#### Trecho do texto

---*---

Proibida a reprodução.
www.longadistancia.com
@distancialonga
Para Jade e Lis
NOTA DO AUTOR
Antes de tudo, obrigado a você por comprar este livro. Ele narra a minha experiência caminhando pela Appalachian Trail em 2017.
Recorri a meu diário, além de fotos, vídeos e anotações, para relembrar os fatos e histórias. Mas alterei alguns nomes próprios para preservar a identidade dos personagens.
Várias pessoas e empresas foram fundamentais desde o momento em que decidi percorrer este caminho. Tenho que agradecer a todos que gastaram alguns minutos votando no vídeo que produzi para o concurso The Badger Sponsorship. Sem o prêmio não teria conseguido os equipamentos que usei durante toda a trilha. Obrigado a todos vocês.

---*---

Responda com base no trecho acima:
1. Em que ano foi feita a caminhada pela Appalachian Trail?
2. Com que objetivo alguns nomes próprios foram alterados?
3. O que o prêmio do concurso The Badger Sponsorship tornou possível conseguir?

#### Dados de origem
---*---

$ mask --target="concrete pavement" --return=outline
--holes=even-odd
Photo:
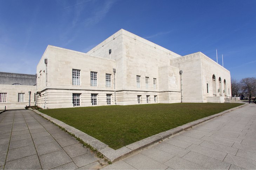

---*---

#### Resposta esperada
1. Em 2017.
2. Para preservar a identidade dos personagens.
3. Os equipamentos usados durante toda a trilha.